# AIM OF THE TASK:
In the farm bill remarks below, on what day does the speaker say the latest climate change report was received?

# DOCUMENT TEXT:
::::::::
So there is a lot of important, steady policy in the farm bill to show rural America we have their backs and really to show the world that at a time of great global competitiveness and with issues for our farmers with everything from weather to prices, to global competition, we want to make sure America stands by our farmers, and this farm bill is a sure way to do it.
I am very excited, as a member of the Ag Committee, that we are close to releasing some language here and look forward to getting this done immediately.
We have all litigated these issues over the last year. It is not like some new idea had been airlifted into this bill. Literally, every single issue--from the nutrition discussions to the conservation issues, to what we have seen on the farm programs, to rural economic development, to rural broadband--has been discussed at length, and we are ready to go. Let's get this bill done. Climate Change
Mr. President, the second reason I am here is to talk about the urgency of addressing climate change. This does fit into the farm bill because I am glad the farm bill is a source of so many of our conservation programs for our country. Also, the farm bill is part of economic development across our country.
Climate change is going to be a challenge for everyone. Certainly, from the last report we just received on the Friday of the holiday weekend--and I have a feeling some people thought that was a good day to bury it. Well, it didn't exactly work. Given that it was a slow news day, and it ended up on the front page of every major newspaper and leading every major newscast, people noticed. They noticed because this report wasn't just about numbers and percentages and all those kinds of things that our scientists have long agreed on when it comes to global warming; this was about the impact.
::::::::
# ENTRIES:
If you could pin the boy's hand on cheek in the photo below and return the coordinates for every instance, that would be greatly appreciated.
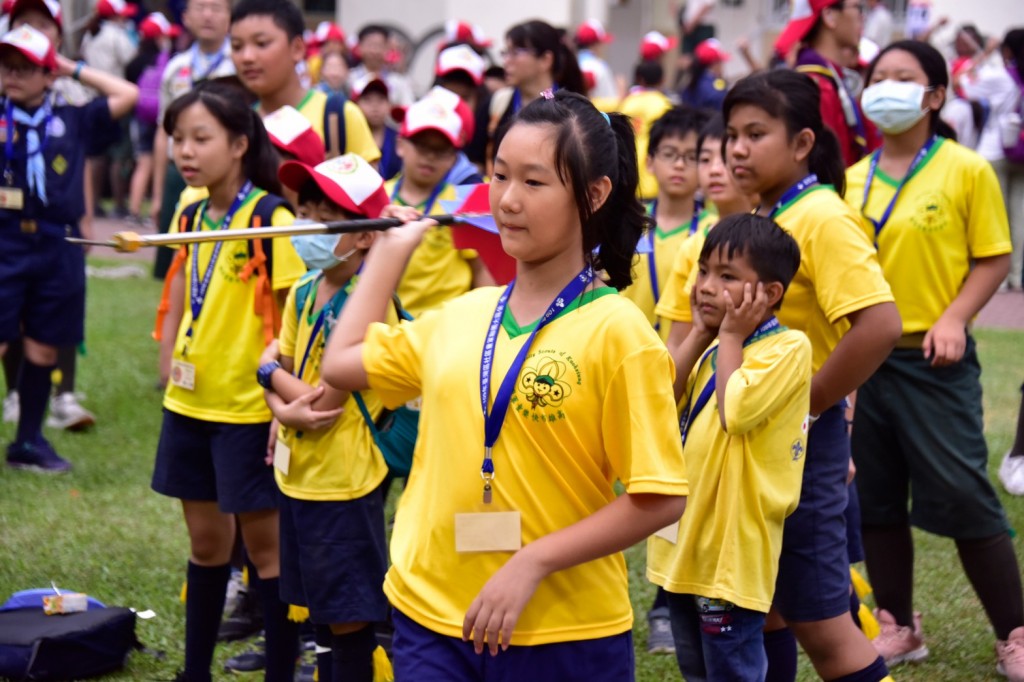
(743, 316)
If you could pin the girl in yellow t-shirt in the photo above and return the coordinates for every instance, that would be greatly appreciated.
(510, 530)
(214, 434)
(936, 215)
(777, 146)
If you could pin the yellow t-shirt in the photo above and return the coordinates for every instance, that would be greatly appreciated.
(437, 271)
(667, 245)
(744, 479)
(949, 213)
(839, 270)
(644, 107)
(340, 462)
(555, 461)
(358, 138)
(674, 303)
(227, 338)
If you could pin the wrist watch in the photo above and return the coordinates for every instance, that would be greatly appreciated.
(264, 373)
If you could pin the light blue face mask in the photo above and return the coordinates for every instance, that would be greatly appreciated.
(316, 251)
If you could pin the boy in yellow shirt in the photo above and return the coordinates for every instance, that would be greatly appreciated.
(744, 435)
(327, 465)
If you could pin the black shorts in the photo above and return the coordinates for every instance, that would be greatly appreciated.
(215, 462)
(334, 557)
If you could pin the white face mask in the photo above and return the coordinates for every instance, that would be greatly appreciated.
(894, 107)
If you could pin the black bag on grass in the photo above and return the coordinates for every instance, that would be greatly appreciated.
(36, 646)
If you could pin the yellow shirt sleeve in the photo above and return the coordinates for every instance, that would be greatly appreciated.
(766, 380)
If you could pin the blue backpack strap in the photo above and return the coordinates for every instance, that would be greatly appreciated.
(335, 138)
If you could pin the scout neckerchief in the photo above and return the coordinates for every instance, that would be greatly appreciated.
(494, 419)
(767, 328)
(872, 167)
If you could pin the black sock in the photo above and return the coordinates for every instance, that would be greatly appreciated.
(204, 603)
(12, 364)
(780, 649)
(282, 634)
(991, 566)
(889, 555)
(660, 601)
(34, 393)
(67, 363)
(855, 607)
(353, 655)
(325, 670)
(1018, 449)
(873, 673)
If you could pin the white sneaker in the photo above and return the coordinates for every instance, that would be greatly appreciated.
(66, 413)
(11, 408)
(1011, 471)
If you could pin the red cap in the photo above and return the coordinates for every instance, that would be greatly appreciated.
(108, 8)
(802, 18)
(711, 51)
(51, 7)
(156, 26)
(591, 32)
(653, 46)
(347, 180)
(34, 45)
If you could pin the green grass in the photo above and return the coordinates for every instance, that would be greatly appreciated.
::::::::
# ANSWER TO THIS PROBLEM:
The Friday of the holiday weekend.